Exercise text>
——————
Wolfram and a deviceMarch 7, 2019
A 25-year-old male patient presented with repeated episodes of loss of consciousness and seizures. These episodes were associated with hypoglycemic events, especially at night. The patient and his family were extremely worried and consulted with Dr Arun Menon, Endocrinologist, Amrita Institute of Medical Sciences, Kochi. The patient had type 1 diabetes since childhood, progressive deafness, and was visually impaired. He had been previously diagnosed with Wolfram syndrome type 1.
Wolfram syndrome is characterized by juvenile onset diabetes mellitus and optic atrophy. It is primarily an autosomal recessive inherited disorder that affects 1 out of 100,000 to 1 out of 770,000 individuals worldwide. Because of the associated neurodegenerative presentation, it is also referred to by the acronym, DIDMOAD (diabetes insipidus, diabetes mellitus, optic atrophy and deafness). Often, a variety of other symptoms may also be associated, such as ataxia, seizures, depression, gastrointestinal problems, sleep conditions, autonomic neuropathy etc..
Depending on the genetic mutation, Wolfram syndrome can be type 1, caused due to mutations in the WFS1 gene, or type 2, caused due to mutations in the WFS2 or CISD2 gene. WFS1 gene encodes for the protein wolframin, which plays a role in protein folding by regulating calcium levels in the endoplasmic reticulum of cells. In the pancreas, it is specifically important for folding of the proinsulin protein. In the inner ear, it is required for maintaining calcium levels essential for hearing. Mutations in wolframin result in improper functioning of the endoplasmic reticulum, and consequently, cell death. Prominently, insulin-producing beta cells are affected, which results in diabetes mellitus; and a gradual loss of the cells and the optical nerve eventually results in blindness. Cell death in other organs may cause a variety of other signs and symptoms associated with Wolfram syndrome.
Currently, there is no cure for this syndrome and long-term prognosis is completely dependent on the affected organs. Several therapeutic options, including drugs that can balance calcium levels in the ER or improve protein folding and trafficking in the ER, and stem cell therapy to regenerate the destroyed cells are being explored. However, as of now, treatment is only supportive and based on the symptoms in each individual. Most individuals with Wolfram syndrome have an average lifespan of only 30-40 years.
——————
Listed records>
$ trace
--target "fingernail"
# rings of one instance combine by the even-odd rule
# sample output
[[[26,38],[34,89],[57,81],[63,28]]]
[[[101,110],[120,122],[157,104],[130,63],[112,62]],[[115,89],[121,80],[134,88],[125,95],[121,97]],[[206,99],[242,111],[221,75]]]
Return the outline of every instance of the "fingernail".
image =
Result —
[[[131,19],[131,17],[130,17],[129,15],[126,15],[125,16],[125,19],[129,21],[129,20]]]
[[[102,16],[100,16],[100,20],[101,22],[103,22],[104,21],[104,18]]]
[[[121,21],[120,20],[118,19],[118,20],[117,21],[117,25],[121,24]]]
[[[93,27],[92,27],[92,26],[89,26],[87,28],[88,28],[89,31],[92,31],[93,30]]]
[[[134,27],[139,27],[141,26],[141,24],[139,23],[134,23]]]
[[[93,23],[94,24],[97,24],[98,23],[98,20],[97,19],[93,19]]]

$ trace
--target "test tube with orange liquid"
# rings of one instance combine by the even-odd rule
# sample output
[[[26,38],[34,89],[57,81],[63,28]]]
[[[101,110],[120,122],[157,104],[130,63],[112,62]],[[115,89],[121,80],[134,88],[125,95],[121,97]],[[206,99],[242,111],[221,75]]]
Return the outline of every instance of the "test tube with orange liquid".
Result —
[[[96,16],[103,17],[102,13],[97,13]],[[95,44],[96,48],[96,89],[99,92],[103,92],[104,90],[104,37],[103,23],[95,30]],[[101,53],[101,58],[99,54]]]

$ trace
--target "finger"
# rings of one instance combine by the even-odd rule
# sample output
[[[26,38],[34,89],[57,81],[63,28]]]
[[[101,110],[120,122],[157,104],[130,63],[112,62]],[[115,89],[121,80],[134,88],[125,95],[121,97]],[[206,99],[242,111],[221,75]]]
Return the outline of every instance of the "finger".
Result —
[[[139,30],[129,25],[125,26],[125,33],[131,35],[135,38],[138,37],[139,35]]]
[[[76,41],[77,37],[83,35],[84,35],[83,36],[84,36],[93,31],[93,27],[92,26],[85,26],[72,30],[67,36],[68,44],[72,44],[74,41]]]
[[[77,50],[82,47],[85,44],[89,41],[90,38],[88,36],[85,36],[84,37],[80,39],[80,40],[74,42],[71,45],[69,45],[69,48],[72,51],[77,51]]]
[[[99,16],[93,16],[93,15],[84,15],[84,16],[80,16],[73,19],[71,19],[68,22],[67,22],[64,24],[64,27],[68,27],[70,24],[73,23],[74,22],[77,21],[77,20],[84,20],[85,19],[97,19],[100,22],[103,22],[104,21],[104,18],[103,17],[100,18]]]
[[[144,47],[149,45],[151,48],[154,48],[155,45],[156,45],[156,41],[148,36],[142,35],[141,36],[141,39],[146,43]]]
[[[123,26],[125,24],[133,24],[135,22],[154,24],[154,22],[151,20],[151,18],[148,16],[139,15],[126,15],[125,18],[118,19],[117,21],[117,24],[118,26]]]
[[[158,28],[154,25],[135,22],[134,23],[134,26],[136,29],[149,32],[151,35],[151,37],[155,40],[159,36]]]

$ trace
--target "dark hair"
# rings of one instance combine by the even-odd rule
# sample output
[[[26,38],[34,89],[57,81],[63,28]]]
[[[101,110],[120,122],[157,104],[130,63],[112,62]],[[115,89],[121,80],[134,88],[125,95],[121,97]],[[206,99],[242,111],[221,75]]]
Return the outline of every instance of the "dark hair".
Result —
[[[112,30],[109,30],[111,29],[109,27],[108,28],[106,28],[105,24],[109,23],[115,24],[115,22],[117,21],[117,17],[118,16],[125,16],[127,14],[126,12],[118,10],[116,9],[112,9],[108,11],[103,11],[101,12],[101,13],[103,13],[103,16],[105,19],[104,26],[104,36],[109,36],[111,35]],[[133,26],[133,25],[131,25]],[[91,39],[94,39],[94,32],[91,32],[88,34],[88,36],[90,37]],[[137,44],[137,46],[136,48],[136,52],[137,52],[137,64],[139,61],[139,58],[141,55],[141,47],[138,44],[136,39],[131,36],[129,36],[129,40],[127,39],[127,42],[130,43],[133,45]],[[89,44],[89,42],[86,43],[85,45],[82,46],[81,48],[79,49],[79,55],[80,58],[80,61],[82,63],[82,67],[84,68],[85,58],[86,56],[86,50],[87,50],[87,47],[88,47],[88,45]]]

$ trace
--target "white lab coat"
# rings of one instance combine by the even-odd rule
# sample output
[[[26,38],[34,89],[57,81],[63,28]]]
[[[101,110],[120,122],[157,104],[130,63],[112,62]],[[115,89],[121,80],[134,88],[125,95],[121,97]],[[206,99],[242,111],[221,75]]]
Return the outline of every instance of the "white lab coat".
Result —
——————
Exercise requirements>
#1 Answer these questions from the Wolfram syndrome text:
(a) Which doctor did the patient and his family consult?
(b) Mutations in which gene cause Wolfram syndrome type 1?
(c) What average lifespan do most individuals with Wolfram syndrome have?
#2 Translate this sentence from the Wolfram syndrome text into Spanish: "Currently, there is no cure for this syndrome and long-term prognosis is completely dependent on the affected organs."
#3 From the Wolfram syndrome text, give again the part that opens with the words "Depending on the" and closes with "with Wolfram syndrome.", swapping "wolframin" for "WFS1 protein".
The rows are separate material and are not connected to the Wolfram syndrome text.

Your responses>
#1
(a) Dr Arun Menon, Endocrinologist, Amrita Institute of Medical Sciences, Kochi.
(b) The WFS1 gene.
(c) Only 30-40 years.

#2 Actualmente, no existe cura para este síndrome y el pronóstico a largo plazo depende completamente de los órganos afectados.

#3
Depending on the genetic mutation, Wolfram syndrome can be type 1, caused due to mutations in the WFS1 gene, or type 2, caused due to mutations in the WFS2 or CISD2 gene. WFS1 gene encodes for the protein WFS1 protein, which plays a role in protein folding by regulating calcium levels in the endoplasmic reticulum of cells. In the pancreas, it is specifically important for folding of the proinsulin protein. In the inner ear, it is required for maintaining calcium levels essential for hearing. Mutations in WFS1 protein result in improper functioning of the endoplasmic reticulum, and consequently, cell death. Prominently, insulin-producing beta cells are affected, which results in diabetes mellitus; and a gradual loss of the cells and the optical nerve eventually results in blindness. Cell death in other organs may cause a variety of other signs and symptoms associated with Wolfram syndrome.